Task -> Output the full listing below, keeping each line exact.

BEGIN

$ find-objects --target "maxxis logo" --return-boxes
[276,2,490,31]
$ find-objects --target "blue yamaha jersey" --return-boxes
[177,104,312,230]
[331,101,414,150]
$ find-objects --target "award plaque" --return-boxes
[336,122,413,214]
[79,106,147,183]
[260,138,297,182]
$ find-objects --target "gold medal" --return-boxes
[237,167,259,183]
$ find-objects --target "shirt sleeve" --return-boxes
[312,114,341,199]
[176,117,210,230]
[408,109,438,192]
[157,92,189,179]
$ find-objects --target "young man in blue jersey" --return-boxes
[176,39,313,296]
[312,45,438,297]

END

Exercise answer ->
$ find-objects --target "maxxis logo" --return-boxes
[276,2,490,31]
$ find-objects --target "blue yamaha jersey" --return-boxes
[177,104,312,230]
[331,101,414,150]
$ find-objects --target "award plaque" --return-boxes
[336,122,413,214]
[79,106,147,183]
[260,138,297,182]
$ find-objects --target "gold medal" --return-boxes
[237,167,259,183]
$ find-objects --target "shirt sleeve" --return-boxes
[312,114,341,199]
[176,117,210,230]
[408,109,438,192]
[157,92,189,179]
$ find-objects --target "young man in blue jersey" --return-boxes
[176,39,313,296]
[312,45,438,297]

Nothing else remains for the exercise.